◆ **Kutipan**:
--------------------------------------------------

Mohamad Nasir, guru besar Universitas Diponegoro (Undip) sekaligus Menteri Riset, Teknologi dan Pendidikan Tinggi, Kabinet Kerja (2014-2019) menekankan peran perguruan tinggi dan pemerintah dalam memanfaatkan bonus demografi sebagai salah satu strategi menuju Indonesia Emas 2045.
Unesa.ac.id, SURABAYA—Universitas Negeri Surabaya (UNESA) menggelar Focus Group Discussion (FGD) dengan tema 'Peran Perguruan Tinggi dan Pemerintahan Baru Menuju Indonesia Emas 2045' pada Jumat, 8 November 2024 di Whiz Luxe Hotel Surabaya.
Rektor UNESA, Nurhasan atau yang akrab disapa Cak Hasan menuturkan bahwa kegiatan yang termasuk dalam rangkaian Dies Natalis ke-60 UNESA ini diselenggarakan guna membahas berbagai tantangan dan peluang pendidikan tinggi dalam menyiapkan SDM unggul menuju Indonesia Emas 2045.
“Pembangunan SDM perlu dirumuskan strateginya, mengingat dinamika persaingan ke depan yang menantang. Visi pembangunan SDM melalui pendidikan perlu diperkuat dan diorkestrasi dengan baik. Harapannya, ada strategi dan rekomendasi yang kita hasilkan dari diskusi ini,” ucapnya.
Pada sesi diskusi, Menteri Riset, Teknologi dan Pendidikan Tinggi, Kabinet Kerja (2014-2019), Mohamad Nasir menyampaikan bahwa Indonesia harus menyiapkan generasi unggul atau Sumber Daya Manusia (SDM) yang berkualitas untuk mencapai status negara maju dan menciptakan kesejahteraan yang merata.
Ia menekankan pentingnya memanfaatkan bonus demografi yang akan segera berlalu, sebab perubahan struktur penduduk berlangsung cepat. Selama 33 tahun pembangunan, Indonesia belum berhasil mencapai kategori negara maju, dengan PDB per kapita pada 2023 berada di angka US$4.919,7.
"Potensi pertumbuhan ekonomi lima persen mungkin menjadi pertumbuhan normal yang stagnan tanpa inovasi," ujarnya.
Lebih lanjut ia menyebutkan jika Indonesia akan memiliki tantangan besar dalam menghadapi Industri 4.0 yang mengubah struktur global value chain atau rantai nilai, dan menuntut peningkatan teknologi dan inovasi.
Abdul Haris, Dirjen Diktiristek menyampaikan perlunya memperkuat signifikansi dan relevansi perguruan tinggi dengan tuntutan dunia usaha dan industri, yang selaras dengan visi pembangunan nasional.

--------------------------------------------------

◆ **Daftar Entri**:
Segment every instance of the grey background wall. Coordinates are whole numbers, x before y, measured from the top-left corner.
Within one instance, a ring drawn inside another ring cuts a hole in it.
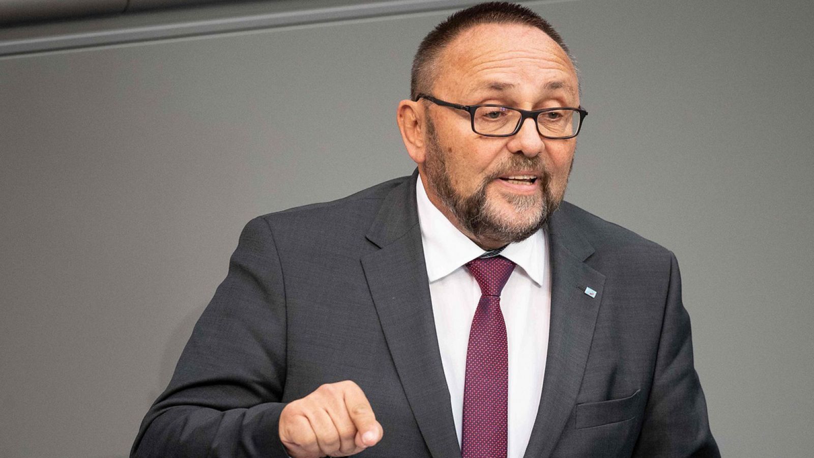
[[[676,253],[722,451],[810,456],[814,7],[528,4],[591,112],[567,198]],[[248,219],[412,171],[448,12],[0,59],[0,456],[125,456]]]

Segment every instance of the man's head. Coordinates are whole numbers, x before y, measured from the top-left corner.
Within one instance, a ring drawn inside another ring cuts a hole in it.
[[[545,223],[565,193],[575,139],[544,138],[534,119],[514,135],[484,136],[466,111],[418,95],[538,110],[578,107],[578,84],[559,35],[517,5],[463,10],[422,42],[412,99],[399,104],[402,138],[430,200],[482,247],[525,239]]]

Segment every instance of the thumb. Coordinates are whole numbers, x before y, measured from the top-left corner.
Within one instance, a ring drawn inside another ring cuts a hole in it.
[[[357,429],[357,447],[367,447],[379,443],[383,429],[379,421],[376,421],[376,416],[373,413],[373,407],[367,397],[357,385],[354,385],[345,391],[345,407]]]
[[[373,421],[367,429],[357,429],[356,434],[356,445],[361,448],[366,448],[379,443],[382,440],[382,425],[375,420]]]

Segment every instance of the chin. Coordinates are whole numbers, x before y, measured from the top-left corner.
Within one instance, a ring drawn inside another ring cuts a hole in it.
[[[505,243],[528,238],[545,223],[545,200],[542,196],[522,196],[489,199],[484,208],[484,236]],[[517,199],[516,197],[522,197]]]

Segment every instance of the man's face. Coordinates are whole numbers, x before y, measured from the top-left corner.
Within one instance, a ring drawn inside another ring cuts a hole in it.
[[[440,58],[431,95],[527,110],[580,104],[565,51],[541,30],[519,24],[479,25],[457,37]],[[424,103],[419,171],[431,200],[482,246],[539,229],[562,200],[575,139],[544,139],[530,119],[512,137],[484,137],[472,131],[466,112]]]

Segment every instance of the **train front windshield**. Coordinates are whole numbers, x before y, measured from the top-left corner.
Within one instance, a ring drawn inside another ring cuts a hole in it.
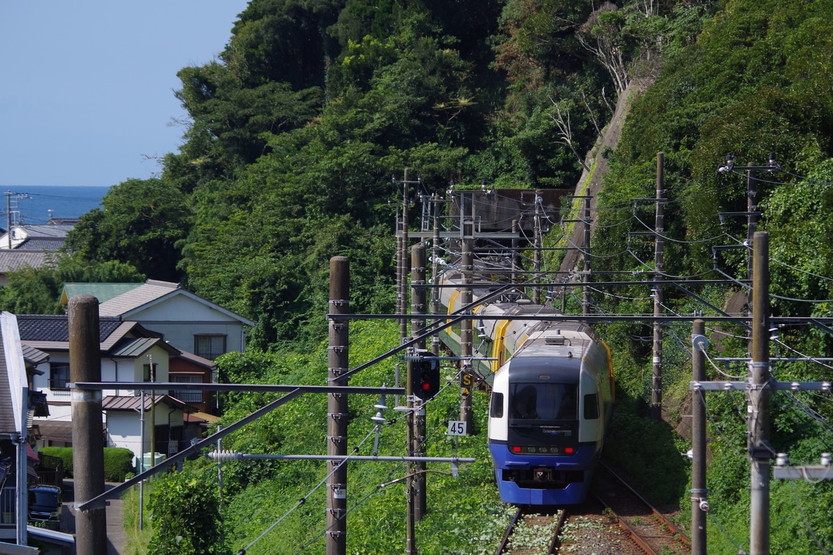
[[[512,384],[509,395],[511,419],[578,419],[578,384]]]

--------------------------------------------------

◆ **Yang Perlu Dikerjakan**: Ketik ulang bagian kutipan dari "Ia menekankan pentingnya" sampai "di angka US$4.919,7." tanpa mengubah satu kata atau tanda baca pun. Entri-entri tersebut merupakan bahan tersendiri yang terpisah dari kutipan.

◆ **Jawaban Tertulis**:
Ia menekankan pentingnya memanfaatkan bonus demografi yang akan segera berlalu, sebab perubahan struktur penduduk berlangsung cepat. Selama 33 tahun pembangunan, Indonesia belum berhasil mencapai kategori negara maju, dengan PDB per kapita pada 2023 berada di angka US$4.919,7.